Text excerpt
◇ ◇ ◇ ◇ ◇

My 2005 London Marathon

How was it for you? - Quotes and pictures from London 05


Posted: 19 April 2005

5 HOURS+ (Page 4) Page 1 2 3 4 5 6 7 8 9 10
First time Grandpa, 5:35:37

My preparation for my first London marathon was far from ideal - only 3 hours sleep due to my stepdaughter Kirsty going into labour with my first grandchild. I had driven my wife to Vauxhall to be with her and wish her well.

I got back home at about 4:45 a.m. but couldn't sleep with all the excitement. I had just run through Canary Wharf when the news came through via my wife and mobile phone that my beautiful granddaughter Keira was born at 1:07 p.m. weighing in at 7 lbs 9 ozs. I ran the next 200 yards to the next bank of portaloos, queued up and then burst into tears when I got inside. I burst into tears again as I crossed the finishing line, and again in the closest portaloo.

I never thought I'd cry in a portaloo, let alone two in the same afternoon...

Little Vixen, 6:27:11

What a FAB day! It was my very first marathon and I had a blast. Very nervous beforehand, but the crowd were superb and I practically sprinted the last 3 miles. the final push down the Mall was awesome!

Lowest moment - at 12 miles, steadily running....thinking I was doing ok...and getting overtaken by a Cornish Pastie!! Oh the embarrassment........!

Best Moment-you mean I have to try and distinguish the best bit? All of it!

What did I learn? That I CAN do it, and that pacing myself and aiming to complete it safely was the best thing I could have done. Savouring the crowds, the atmosphere but, most of all, the other wonderful runners made the experience one to be treasured forever.

Can I do it again please? !!

Sarah Ficken, 5:36

I was shaking with nerves and excitement as I waited at Epping station at 7 o'clock on Sunday morning for the tube, dressed in my running kit. Very soon all the runners were sitting together on the train, talking about the day ahead of us and sharing tips. We had the marathon in common and therefore an instant bond - many of the guys had run a few marathons before, and so I was sitting listening intently to their experiences.

The atmosphere was electric as we walked through the streets to Greenwich Park and the Red start; runners as far as you could see. After handing in our kit bags, having a quick stretch and a nervous wee we headed for the start!

I cannot even try to explain the feeling of waiting amongst 15,000 other runners waiting for the gun to go off. Runners, young and old with varying backgrounds all attempting this giant feat for very personal reasons... the excitement was amazing. Many had photos on their running kit of deceased loved ones who were clearly their inspiration; others were dressed as rhinos or Homer Simpson; some had false limbs and some were even half naked!!!!

◇ ◇ ◇ ◇ ◇

What you need to do
- 1) According to the marathon stories, at what time was the granddaughter Keira born?
- 2) Summarize the marathon stories in two sentences.
- 3) Reproduce word for word the stretch of the marathon stories from "Posted: 19 April" through "the same afternoon...".
The lines after this point come from a separate source.

Data lines
◇ ◇ ◇ ◇ ◇

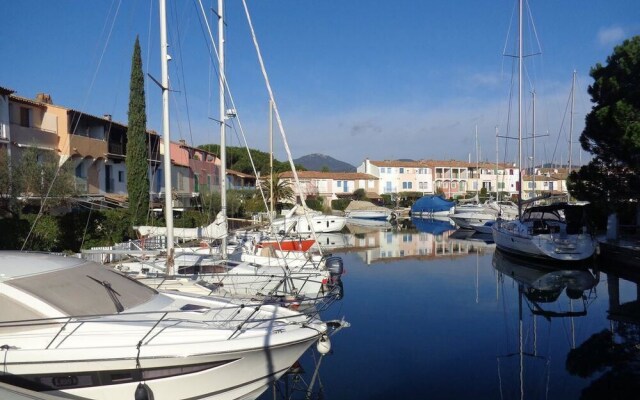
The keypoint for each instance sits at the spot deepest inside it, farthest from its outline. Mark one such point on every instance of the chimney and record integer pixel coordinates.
(44, 98)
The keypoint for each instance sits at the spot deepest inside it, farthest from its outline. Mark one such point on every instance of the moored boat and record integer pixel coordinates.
(76, 328)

◇ ◇ ◇ ◇ ◇

Complete answers
- 1) Keira was born at 1:07 p.m.

- 2) The marathon stories gather runners' accounts of the 2005 London Marathon, including one from a new grandfather who heard mid-race that his granddaughter Keira had been born and who then cried in two portaloos. Other runners describe the superb crowds, being overtaken by a Cornish Pastie at 12 miles, and the electric atmosphere of waiting among 15,000 runners at the Red start in Greenwich Park.

- 3)
Posted: 19 April 2005

5 HOURS+ (Page 4) Page 1 2 3 4 5 6 7 8 9 10
First time Grandpa, 5:35:37

My preparation for my first London marathon was far from ideal - only 3 hours sleep due to my stepdaughter Kirsty going into labour with my first grandchild. I had driven my wife to Vauxhall to be with her and wish her well.

I got back home at about 4:45 a.m. but couldn't sleep with all the excitement. I had just run through Canary Wharf when the news came through via my wife and mobile phone that my beautiful granddaughter Keira was born at 1:07 p.m. weighing in at 7 lbs 9 ozs. I ran the next 200 yards to the next bank of portaloos, queued up and then burst into tears when I got inside. I burst into tears again as I crossed the finishing line, and again in the closest portaloo.

I never thought I'd cry in a portaloo, let alone two in the same afternoon...